╭─ Raw records

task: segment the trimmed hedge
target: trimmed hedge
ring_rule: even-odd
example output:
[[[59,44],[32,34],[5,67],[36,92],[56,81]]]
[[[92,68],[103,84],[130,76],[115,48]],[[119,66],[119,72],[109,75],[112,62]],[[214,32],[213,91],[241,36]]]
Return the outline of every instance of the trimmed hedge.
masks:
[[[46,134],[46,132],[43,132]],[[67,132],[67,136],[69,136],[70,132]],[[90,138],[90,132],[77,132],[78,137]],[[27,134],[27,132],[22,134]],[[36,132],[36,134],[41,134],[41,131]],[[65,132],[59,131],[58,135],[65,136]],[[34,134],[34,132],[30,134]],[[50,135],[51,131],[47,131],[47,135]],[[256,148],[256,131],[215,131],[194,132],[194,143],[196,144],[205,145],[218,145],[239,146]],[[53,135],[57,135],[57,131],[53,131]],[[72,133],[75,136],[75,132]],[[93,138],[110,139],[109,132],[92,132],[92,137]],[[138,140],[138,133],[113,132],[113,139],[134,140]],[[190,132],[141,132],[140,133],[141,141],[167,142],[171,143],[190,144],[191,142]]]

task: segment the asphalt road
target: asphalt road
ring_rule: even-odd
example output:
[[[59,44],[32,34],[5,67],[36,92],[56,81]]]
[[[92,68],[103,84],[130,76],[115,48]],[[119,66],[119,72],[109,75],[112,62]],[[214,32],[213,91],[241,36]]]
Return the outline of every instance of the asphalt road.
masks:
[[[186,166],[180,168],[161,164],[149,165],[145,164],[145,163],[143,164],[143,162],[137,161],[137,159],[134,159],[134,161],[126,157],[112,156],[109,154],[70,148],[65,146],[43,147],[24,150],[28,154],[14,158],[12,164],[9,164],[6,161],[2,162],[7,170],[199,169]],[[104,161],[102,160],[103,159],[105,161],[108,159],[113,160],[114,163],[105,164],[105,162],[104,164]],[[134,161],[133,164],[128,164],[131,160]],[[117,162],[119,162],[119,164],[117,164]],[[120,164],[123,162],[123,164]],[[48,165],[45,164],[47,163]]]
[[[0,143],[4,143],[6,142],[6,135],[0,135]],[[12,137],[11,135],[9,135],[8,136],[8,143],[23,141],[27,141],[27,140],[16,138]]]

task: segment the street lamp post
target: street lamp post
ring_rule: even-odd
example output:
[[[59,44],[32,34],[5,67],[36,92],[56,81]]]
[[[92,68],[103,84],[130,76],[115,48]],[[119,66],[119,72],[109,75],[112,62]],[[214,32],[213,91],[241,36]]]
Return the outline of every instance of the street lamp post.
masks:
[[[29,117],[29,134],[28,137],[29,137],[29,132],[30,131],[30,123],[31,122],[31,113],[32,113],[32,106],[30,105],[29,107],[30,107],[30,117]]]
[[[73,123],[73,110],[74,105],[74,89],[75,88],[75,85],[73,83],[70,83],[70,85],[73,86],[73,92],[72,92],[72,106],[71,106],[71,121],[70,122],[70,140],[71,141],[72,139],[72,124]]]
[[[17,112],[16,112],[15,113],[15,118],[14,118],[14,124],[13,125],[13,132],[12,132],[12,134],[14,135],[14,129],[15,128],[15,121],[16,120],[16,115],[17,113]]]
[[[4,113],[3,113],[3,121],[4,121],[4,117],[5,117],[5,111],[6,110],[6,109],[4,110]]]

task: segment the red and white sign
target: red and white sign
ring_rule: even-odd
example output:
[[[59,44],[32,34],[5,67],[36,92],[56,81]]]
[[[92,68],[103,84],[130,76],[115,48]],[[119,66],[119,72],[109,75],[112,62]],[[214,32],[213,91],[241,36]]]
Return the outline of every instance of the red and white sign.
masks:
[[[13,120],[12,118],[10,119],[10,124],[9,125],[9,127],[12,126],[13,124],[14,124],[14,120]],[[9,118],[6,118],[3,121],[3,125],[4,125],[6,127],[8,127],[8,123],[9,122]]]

╰─
╭─ Raw records

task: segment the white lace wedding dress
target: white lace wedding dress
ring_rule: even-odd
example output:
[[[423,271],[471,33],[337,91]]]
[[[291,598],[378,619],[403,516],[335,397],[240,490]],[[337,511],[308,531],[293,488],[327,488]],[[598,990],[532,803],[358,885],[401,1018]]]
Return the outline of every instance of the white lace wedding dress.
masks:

╰─
╭─ Raw records

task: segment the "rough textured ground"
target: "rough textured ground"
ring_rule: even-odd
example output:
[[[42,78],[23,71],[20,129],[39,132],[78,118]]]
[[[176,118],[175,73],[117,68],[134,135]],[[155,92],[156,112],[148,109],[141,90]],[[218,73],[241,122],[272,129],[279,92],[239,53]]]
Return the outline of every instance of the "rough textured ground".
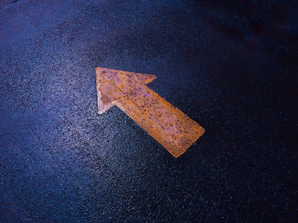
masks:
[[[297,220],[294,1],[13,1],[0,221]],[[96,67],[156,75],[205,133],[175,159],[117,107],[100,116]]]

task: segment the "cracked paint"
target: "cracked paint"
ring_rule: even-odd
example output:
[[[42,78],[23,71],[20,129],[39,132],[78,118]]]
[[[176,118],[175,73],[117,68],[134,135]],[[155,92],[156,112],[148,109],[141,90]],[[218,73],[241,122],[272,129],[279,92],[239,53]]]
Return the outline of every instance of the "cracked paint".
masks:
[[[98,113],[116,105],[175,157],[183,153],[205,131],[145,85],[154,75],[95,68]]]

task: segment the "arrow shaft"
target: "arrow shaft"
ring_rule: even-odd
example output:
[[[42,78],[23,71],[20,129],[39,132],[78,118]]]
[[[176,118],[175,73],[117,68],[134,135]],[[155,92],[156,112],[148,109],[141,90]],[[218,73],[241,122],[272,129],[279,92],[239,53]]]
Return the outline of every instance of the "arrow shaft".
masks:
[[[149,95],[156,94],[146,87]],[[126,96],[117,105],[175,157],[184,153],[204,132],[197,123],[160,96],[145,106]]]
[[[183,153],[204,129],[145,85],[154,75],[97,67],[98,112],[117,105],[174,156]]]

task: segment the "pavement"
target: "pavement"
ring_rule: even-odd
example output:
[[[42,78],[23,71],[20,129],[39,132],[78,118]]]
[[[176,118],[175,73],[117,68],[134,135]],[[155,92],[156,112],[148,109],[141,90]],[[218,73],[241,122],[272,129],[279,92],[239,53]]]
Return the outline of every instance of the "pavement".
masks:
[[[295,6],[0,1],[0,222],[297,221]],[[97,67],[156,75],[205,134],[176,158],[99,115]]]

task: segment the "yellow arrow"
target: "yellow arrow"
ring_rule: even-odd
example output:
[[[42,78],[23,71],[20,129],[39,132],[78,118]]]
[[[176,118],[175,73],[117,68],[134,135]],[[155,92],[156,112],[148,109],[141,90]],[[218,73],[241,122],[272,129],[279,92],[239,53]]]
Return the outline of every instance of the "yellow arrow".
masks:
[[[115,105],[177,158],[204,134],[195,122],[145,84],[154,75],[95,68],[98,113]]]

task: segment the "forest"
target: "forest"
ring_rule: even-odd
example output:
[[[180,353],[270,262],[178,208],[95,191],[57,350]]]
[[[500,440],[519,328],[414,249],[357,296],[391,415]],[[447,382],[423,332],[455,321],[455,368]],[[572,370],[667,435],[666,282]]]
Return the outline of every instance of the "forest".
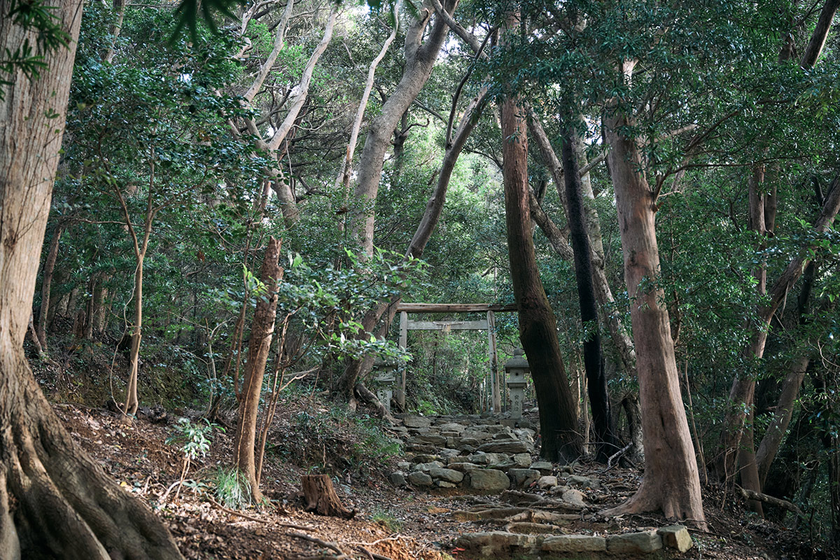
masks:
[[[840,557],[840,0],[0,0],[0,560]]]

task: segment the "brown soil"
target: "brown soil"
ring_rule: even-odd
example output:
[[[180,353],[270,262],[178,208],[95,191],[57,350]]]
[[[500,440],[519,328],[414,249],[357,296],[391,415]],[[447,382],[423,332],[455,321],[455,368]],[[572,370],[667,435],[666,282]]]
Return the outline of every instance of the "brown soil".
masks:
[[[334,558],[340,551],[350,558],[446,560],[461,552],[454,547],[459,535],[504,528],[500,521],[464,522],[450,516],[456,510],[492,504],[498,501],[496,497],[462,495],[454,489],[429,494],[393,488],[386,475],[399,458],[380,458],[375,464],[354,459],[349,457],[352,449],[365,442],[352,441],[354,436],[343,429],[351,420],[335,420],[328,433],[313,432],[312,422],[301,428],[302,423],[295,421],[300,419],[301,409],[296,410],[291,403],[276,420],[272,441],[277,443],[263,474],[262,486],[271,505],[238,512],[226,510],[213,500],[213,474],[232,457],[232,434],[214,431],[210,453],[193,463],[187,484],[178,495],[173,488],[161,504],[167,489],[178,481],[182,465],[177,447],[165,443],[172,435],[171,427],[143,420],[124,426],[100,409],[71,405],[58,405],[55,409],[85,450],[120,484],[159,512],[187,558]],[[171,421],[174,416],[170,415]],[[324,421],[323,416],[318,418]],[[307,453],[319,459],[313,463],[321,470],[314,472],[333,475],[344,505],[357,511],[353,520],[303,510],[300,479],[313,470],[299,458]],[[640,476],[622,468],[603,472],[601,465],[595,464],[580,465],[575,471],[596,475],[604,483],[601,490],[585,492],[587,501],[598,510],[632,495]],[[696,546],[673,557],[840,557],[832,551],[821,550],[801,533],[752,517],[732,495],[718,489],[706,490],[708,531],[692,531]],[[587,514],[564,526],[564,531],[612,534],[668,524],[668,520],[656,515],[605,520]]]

╰─

## [Task brief]
Return every line of the items above that contains the string "post", treating uppercase and lowercase as different.

## [Finished task]
task: segment the street lamp post
target: street lamp post
Return the outline of every instance of the street lamp post.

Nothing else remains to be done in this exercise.